Set task:
Render the stretch of entries below from the line containing "Someone flagged hiker group" through the line containing "[84,106,106,121]" as a JSON list of strings, one string per line, skipping any blank lines.

╭─ Supplied information

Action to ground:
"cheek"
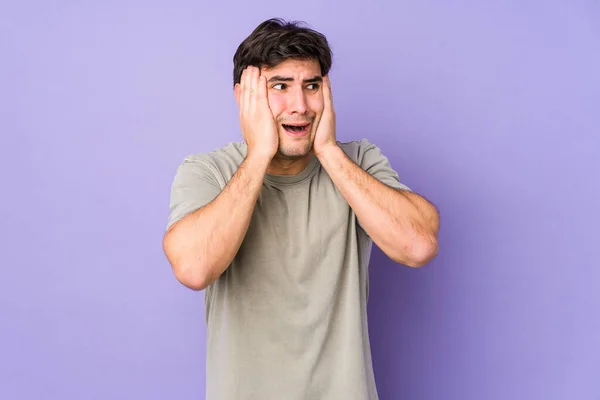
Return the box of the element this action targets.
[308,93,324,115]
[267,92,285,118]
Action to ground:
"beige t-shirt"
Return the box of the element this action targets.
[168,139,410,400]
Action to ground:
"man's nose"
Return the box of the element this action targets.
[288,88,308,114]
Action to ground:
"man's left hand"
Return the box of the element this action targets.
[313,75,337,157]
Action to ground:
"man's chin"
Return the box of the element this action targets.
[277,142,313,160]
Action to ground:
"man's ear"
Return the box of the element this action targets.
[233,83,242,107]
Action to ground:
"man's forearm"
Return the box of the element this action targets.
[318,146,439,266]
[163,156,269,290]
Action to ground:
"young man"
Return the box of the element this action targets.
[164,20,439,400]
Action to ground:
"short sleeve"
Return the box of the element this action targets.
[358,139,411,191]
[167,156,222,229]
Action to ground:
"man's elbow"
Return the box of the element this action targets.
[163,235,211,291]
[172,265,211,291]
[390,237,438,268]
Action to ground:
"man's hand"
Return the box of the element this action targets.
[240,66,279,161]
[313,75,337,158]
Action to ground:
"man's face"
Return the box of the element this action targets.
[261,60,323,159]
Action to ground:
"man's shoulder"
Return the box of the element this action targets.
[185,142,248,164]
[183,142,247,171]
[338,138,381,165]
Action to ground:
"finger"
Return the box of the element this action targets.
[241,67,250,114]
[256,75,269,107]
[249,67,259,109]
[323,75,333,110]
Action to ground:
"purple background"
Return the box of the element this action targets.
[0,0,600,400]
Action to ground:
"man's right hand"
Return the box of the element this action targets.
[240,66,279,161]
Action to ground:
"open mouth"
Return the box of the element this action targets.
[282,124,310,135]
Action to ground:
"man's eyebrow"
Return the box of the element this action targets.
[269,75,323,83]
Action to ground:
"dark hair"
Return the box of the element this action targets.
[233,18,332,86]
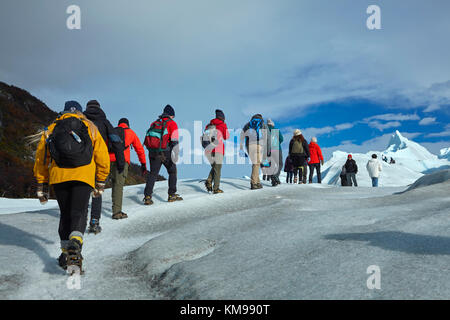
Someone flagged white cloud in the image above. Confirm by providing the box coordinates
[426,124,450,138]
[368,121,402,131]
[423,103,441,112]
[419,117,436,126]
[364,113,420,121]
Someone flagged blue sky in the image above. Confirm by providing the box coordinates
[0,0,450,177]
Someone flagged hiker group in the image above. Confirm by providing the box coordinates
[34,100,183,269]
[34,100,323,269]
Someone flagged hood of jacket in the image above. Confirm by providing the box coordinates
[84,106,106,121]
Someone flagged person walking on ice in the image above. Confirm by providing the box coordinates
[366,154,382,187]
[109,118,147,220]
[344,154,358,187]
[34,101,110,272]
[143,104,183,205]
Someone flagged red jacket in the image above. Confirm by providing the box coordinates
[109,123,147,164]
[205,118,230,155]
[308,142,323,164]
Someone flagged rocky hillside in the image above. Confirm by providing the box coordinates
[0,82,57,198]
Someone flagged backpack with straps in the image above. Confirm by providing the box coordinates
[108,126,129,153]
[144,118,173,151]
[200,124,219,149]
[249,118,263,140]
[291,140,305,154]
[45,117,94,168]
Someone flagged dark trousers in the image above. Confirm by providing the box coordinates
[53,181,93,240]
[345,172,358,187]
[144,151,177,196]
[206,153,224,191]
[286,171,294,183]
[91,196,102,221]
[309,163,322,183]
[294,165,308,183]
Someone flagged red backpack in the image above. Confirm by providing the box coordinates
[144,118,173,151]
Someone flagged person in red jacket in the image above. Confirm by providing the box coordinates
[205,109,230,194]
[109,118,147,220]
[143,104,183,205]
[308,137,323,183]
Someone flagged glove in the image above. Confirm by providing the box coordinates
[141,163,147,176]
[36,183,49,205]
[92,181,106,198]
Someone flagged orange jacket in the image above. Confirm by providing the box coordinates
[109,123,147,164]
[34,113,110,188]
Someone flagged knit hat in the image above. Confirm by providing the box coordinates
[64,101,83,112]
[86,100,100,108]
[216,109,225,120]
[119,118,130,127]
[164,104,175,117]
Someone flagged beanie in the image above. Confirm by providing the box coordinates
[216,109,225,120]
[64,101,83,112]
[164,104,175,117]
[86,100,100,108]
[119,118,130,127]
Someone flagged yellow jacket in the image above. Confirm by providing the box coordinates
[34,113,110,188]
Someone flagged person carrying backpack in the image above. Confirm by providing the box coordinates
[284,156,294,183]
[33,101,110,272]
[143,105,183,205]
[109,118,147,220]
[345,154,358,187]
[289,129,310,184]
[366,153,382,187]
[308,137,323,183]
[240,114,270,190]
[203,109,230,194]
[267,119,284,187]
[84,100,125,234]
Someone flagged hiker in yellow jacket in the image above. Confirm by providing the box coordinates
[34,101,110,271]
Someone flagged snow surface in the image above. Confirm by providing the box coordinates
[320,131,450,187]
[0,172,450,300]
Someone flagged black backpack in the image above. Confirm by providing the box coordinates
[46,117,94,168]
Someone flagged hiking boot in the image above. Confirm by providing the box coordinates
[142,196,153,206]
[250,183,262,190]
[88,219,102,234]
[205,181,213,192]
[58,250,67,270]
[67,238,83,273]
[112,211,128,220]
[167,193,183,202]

╰─
╭─ Supplied information

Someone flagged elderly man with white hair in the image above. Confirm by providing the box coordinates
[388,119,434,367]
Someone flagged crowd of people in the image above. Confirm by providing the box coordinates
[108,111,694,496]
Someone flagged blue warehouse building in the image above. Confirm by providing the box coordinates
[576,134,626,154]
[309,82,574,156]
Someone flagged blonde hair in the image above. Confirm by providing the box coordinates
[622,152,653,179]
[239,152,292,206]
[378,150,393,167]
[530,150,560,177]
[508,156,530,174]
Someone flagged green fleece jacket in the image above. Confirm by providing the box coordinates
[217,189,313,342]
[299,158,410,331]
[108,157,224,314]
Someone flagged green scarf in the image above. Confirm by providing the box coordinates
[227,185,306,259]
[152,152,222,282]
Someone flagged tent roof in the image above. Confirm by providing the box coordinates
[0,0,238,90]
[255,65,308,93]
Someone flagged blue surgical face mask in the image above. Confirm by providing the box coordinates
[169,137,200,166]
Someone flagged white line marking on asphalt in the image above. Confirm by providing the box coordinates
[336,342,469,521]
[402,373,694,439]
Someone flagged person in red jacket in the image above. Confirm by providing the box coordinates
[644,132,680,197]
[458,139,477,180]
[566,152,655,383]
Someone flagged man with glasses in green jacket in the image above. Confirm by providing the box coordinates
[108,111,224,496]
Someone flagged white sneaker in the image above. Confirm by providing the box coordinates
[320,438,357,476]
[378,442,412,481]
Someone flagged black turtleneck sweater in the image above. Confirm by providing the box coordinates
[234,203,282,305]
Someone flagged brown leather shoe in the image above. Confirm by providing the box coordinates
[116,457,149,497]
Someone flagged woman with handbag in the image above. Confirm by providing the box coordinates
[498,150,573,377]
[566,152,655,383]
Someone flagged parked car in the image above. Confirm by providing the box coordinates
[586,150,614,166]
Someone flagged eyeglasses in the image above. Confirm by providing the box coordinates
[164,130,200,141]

╰─

Result for this task:
[
  "Someone flagged hiker group in the image above. Confirm by providing the box coordinates",
  "[34,100,183,269]",
  "[34,100,323,269]",
  "Someone flagged hood of jacket in the image above. Confirm by providing the box coordinates",
  "[84,106,106,121]"
]